*WHAT YOU WILL DO*
Of the lines in the data below, write out exactly those from the one holding "Target: brown hair" through the one holding "Target: dog's white chest fur", both included.

*** Opening of TASK INPUT ***

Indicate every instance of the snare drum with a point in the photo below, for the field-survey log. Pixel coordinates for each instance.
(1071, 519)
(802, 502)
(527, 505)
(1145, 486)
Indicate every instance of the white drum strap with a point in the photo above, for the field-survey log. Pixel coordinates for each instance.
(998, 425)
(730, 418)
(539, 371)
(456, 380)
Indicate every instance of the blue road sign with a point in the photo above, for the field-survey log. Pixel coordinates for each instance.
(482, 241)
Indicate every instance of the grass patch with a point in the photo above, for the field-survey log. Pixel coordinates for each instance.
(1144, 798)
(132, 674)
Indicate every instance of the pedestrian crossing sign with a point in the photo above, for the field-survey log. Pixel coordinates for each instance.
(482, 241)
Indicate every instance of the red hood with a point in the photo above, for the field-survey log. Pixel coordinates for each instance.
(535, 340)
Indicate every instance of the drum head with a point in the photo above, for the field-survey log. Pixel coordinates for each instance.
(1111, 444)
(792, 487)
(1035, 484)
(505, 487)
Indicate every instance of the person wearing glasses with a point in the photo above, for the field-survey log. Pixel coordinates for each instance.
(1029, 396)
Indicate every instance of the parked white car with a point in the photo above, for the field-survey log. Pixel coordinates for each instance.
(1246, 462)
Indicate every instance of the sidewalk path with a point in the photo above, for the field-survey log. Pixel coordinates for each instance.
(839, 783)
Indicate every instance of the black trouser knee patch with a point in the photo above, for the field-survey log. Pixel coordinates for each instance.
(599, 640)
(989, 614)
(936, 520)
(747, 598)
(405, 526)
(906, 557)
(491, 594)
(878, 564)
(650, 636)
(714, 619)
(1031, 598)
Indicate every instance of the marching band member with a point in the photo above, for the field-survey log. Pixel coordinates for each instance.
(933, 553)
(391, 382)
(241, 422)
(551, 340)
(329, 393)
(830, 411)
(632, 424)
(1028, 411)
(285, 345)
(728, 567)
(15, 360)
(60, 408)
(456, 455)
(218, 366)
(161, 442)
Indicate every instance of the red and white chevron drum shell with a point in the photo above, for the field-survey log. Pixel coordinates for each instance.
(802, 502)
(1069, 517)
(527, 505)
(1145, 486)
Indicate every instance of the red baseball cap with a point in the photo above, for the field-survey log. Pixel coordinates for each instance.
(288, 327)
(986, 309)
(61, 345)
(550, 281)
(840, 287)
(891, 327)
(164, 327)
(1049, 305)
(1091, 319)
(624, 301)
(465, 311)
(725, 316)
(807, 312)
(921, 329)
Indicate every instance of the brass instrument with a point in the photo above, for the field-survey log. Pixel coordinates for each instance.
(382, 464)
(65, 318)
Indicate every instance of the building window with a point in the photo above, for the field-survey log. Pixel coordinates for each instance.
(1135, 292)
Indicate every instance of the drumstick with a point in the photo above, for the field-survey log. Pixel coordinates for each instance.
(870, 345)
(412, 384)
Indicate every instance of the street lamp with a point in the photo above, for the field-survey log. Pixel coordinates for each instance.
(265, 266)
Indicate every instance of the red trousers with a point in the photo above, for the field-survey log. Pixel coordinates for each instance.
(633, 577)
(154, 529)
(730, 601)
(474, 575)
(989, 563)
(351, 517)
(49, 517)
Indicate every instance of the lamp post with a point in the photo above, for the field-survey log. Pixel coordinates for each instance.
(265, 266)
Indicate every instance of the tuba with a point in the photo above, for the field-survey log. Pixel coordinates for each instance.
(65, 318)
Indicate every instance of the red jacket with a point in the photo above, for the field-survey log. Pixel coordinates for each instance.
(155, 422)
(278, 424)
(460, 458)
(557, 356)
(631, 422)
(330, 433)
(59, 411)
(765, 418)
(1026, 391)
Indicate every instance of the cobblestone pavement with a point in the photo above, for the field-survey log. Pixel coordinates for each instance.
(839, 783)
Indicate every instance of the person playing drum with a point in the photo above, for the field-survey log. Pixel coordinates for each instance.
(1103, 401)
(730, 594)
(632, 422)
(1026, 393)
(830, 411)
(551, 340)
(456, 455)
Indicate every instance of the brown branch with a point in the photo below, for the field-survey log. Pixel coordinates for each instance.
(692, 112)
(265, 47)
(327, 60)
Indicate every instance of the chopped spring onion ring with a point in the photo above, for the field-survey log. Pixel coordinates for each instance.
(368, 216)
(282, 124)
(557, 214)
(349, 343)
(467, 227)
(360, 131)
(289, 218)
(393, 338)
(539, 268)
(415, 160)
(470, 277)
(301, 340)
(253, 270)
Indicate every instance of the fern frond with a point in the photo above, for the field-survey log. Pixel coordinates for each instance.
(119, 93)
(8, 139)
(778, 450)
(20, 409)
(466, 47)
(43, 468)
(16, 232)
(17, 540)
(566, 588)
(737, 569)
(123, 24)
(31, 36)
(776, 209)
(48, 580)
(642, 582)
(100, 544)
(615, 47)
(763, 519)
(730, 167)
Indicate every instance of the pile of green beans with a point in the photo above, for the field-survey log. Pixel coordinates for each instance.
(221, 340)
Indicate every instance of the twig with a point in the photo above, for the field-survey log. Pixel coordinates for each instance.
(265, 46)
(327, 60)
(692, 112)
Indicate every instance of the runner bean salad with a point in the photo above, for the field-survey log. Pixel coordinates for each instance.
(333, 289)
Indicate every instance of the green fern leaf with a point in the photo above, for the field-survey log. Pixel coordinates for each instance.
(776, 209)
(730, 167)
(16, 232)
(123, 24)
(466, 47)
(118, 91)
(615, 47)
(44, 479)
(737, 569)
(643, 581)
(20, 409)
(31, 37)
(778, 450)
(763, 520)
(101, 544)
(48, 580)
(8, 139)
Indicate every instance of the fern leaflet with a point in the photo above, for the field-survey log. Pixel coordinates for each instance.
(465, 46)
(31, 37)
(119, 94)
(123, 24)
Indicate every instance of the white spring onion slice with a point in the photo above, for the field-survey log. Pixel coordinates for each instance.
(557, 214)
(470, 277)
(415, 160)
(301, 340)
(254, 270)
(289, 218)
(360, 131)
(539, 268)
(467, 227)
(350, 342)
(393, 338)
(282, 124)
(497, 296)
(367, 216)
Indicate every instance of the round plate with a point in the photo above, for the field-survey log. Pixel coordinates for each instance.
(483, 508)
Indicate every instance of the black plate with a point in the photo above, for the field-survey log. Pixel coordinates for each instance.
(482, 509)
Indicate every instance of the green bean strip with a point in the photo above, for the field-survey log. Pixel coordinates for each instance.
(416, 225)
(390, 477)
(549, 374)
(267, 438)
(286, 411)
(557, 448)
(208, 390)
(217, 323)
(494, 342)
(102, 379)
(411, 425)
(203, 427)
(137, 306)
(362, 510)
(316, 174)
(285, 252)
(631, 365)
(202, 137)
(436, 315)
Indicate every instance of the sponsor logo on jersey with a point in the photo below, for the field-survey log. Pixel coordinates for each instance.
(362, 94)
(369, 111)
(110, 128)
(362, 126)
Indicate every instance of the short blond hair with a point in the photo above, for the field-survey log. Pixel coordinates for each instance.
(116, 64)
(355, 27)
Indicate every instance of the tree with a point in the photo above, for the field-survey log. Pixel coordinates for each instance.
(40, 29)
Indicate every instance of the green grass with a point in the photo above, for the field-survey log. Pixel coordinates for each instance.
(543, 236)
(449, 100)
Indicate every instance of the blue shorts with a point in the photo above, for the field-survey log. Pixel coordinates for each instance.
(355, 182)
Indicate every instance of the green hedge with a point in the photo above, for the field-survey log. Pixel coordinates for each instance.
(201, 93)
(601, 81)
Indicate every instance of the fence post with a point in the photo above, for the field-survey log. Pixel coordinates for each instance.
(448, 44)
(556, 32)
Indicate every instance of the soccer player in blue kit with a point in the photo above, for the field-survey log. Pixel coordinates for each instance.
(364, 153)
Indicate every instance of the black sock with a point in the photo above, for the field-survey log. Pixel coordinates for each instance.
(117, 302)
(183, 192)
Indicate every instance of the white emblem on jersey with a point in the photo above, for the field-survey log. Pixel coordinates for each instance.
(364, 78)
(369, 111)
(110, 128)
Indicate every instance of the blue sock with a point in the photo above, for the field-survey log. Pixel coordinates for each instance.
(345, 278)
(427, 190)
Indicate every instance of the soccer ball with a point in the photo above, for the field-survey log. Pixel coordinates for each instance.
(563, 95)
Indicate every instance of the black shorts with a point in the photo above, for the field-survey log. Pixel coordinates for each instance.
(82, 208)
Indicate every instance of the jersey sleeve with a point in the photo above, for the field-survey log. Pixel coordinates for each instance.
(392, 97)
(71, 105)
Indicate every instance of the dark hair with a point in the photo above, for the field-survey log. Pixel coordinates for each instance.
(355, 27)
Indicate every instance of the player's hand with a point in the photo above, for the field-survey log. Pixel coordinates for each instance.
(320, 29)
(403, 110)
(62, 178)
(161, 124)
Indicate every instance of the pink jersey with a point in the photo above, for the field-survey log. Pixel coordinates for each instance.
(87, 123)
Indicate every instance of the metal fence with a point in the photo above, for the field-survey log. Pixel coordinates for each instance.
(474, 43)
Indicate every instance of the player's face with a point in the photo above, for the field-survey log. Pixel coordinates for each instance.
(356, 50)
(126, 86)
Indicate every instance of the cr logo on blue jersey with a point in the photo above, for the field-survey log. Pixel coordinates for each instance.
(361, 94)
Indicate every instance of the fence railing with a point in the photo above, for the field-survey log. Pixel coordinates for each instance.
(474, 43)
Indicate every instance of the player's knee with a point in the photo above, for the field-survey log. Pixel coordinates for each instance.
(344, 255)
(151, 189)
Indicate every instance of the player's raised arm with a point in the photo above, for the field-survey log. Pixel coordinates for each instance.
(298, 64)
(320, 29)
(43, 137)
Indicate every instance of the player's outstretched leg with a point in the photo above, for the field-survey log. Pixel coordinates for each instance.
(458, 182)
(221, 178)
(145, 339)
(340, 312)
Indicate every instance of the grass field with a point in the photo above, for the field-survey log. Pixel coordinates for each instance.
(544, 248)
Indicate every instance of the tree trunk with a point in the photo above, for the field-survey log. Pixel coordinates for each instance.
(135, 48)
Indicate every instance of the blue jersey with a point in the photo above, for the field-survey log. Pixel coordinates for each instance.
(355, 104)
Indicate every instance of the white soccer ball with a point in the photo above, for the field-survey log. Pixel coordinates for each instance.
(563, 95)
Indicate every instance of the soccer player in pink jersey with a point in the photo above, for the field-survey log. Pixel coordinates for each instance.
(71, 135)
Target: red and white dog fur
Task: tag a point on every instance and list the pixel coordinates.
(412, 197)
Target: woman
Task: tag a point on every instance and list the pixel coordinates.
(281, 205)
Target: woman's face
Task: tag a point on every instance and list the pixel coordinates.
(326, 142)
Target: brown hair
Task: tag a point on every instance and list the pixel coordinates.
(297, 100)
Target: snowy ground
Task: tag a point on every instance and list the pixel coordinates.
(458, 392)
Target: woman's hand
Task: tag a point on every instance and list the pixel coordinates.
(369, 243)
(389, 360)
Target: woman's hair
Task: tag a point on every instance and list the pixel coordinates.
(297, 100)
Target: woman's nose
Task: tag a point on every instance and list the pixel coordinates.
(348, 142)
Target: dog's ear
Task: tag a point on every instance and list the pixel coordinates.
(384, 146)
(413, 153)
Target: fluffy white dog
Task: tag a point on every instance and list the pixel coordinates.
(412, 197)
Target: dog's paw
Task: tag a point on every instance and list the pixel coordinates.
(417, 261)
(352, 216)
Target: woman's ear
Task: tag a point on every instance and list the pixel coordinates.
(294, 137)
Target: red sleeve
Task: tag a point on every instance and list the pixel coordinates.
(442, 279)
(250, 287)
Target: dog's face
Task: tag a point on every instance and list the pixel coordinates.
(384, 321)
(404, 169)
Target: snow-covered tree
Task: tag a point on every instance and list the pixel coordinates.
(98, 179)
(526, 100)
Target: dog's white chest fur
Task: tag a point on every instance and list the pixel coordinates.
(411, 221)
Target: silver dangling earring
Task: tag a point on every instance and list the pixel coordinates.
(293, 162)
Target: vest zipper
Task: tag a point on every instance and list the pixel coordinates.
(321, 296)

*** Close of TASK INPUT ***

*THE ANSWER*
Target: brown hair
Task: tag a point on every instance and list the pixel coordinates.
(297, 100)
Target: snowy ground
Task: tag a point on every instance and list the pixel coordinates.
(458, 392)
Target: woman's hand
Task: tag a point on every instance and list the pixel coordinates.
(369, 243)
(389, 360)
Target: woman's hair
Task: tag a point on every instance and list the pixel coordinates.
(297, 100)
Target: woman's nose
Task: tag a point on every instance and list the pixel coordinates.
(348, 142)
Target: dog's ear
Task: tag a point on every instance and list the pixel coordinates.
(384, 146)
(413, 153)
Target: fluffy white dog
Task: tag a point on every instance and list the pixel coordinates.
(412, 197)
Target: dog's paw
Task: tag a point on every instance and list the pixel coordinates.
(417, 261)
(352, 216)
Target: woman's ear
Task: tag a point on every instance and list the pixel coordinates.
(294, 137)
Target: red sleeve
Task: tag a point on every instance and list the pixel coordinates.
(442, 279)
(250, 287)
Target: dog's face
Task: tag a point on every instance and list the pixel coordinates.
(384, 321)
(404, 169)
Target: snow-covered tree
Task: tag a point on every instance and list the pixel coordinates.
(98, 179)
(526, 100)
Target: dog's white chest fur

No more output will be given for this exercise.